--- GIVEN RECORDS Enclosed Below ---

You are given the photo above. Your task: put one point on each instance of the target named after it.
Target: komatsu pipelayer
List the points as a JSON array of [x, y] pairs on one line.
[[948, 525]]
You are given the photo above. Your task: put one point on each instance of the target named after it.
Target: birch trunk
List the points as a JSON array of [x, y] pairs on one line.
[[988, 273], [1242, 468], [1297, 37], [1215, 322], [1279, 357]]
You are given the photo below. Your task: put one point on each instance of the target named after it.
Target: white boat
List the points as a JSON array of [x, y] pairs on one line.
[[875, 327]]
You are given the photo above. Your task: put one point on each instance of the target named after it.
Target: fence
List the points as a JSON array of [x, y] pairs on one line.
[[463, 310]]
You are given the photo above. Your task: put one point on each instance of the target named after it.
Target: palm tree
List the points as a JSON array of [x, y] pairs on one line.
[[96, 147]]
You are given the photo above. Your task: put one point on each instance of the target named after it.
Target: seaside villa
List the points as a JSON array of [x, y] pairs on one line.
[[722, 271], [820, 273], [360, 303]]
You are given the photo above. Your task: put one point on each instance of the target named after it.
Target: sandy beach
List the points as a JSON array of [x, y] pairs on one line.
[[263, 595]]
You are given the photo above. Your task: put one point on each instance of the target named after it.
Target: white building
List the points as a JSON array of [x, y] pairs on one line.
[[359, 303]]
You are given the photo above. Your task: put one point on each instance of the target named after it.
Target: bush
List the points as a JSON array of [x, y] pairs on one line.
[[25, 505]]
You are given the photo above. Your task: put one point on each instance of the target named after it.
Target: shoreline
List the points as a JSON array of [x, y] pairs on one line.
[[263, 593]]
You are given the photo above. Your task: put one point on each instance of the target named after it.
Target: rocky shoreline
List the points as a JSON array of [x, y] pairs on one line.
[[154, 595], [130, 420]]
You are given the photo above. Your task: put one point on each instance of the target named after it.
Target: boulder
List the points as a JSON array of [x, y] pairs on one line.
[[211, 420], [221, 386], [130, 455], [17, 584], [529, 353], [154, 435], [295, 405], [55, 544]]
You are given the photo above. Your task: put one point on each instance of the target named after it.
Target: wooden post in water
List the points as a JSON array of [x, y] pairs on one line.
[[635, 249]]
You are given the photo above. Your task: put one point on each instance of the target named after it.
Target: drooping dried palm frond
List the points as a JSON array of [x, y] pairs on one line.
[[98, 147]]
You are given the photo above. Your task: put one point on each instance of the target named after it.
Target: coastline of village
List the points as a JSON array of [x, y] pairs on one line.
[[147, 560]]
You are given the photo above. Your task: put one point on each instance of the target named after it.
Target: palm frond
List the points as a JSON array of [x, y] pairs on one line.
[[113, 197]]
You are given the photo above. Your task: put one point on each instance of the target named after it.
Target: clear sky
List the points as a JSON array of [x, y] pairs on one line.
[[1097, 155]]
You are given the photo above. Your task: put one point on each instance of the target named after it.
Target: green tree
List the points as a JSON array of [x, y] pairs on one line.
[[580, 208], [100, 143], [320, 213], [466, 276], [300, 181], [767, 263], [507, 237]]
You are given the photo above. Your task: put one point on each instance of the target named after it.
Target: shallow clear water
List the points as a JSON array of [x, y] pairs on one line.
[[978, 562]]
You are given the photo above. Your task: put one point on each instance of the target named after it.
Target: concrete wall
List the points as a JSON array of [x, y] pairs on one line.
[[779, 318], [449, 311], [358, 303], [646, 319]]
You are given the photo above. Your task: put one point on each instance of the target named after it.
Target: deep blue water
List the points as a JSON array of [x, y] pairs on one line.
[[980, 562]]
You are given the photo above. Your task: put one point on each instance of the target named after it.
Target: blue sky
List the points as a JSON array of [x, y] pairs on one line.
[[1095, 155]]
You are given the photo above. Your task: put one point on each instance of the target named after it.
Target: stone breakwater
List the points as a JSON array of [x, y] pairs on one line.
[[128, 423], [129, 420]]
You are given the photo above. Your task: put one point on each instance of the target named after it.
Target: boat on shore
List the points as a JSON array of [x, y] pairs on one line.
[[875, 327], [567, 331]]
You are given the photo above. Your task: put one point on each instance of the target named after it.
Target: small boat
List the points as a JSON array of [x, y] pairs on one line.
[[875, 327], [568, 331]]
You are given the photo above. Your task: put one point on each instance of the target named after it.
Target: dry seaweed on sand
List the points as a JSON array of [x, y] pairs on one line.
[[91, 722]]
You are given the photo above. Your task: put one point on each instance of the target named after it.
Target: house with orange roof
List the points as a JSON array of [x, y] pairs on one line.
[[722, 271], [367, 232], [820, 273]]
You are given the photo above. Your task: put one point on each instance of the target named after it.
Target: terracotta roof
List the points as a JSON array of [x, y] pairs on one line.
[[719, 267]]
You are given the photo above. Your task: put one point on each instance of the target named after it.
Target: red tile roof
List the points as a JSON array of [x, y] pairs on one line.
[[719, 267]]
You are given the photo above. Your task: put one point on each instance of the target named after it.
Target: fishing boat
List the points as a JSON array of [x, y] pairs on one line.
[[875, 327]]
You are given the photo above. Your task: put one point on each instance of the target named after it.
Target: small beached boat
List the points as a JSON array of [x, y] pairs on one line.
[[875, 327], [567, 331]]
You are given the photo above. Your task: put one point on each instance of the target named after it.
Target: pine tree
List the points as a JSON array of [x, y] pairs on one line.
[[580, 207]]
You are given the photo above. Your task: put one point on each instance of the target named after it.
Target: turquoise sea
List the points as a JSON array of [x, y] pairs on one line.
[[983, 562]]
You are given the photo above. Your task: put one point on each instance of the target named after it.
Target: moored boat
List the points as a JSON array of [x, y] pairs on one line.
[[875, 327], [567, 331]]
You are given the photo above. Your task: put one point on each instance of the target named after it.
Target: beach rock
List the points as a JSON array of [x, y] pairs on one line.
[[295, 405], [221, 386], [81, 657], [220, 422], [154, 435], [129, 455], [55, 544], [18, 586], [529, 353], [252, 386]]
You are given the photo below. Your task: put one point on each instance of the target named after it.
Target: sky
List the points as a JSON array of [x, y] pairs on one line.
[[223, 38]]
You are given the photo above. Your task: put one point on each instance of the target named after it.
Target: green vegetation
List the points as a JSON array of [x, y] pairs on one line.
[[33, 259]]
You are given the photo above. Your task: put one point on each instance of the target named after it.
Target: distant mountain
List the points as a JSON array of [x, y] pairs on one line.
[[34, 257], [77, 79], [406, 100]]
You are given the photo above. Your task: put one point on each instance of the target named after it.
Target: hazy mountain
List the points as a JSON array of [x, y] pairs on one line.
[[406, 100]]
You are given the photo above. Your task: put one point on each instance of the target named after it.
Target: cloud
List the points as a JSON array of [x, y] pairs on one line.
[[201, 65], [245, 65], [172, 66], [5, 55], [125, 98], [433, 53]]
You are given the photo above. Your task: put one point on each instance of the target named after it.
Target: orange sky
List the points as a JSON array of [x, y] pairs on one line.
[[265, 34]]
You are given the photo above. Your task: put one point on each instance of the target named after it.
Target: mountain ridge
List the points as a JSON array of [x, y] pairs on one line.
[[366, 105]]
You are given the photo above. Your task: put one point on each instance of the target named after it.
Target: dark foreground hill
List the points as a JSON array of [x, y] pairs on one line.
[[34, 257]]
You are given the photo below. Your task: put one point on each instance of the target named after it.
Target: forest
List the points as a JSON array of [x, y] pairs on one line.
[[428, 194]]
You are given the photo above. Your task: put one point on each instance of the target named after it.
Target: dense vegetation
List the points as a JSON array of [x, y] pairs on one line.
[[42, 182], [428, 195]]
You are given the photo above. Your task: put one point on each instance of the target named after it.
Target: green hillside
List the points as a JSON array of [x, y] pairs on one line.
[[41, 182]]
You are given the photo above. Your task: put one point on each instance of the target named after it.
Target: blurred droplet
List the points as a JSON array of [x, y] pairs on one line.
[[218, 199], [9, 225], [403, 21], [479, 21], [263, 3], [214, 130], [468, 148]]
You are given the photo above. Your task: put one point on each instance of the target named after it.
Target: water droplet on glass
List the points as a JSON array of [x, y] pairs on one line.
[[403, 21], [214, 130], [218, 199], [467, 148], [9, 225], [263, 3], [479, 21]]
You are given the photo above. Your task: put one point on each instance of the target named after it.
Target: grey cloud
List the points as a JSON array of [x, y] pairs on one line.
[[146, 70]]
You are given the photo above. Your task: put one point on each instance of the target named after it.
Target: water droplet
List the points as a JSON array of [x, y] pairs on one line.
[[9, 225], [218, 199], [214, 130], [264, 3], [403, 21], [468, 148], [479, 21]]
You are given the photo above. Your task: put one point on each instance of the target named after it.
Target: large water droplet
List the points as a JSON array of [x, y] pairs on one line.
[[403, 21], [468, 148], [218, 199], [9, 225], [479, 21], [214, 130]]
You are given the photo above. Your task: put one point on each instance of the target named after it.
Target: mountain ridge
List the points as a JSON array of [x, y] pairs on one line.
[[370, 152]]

--- End of Enclosed GIVEN RECORDS ---

From the entries above, select each line containing the string "clear".

● **TASK RESULT**
Target: clear sky
Target: shallow clear water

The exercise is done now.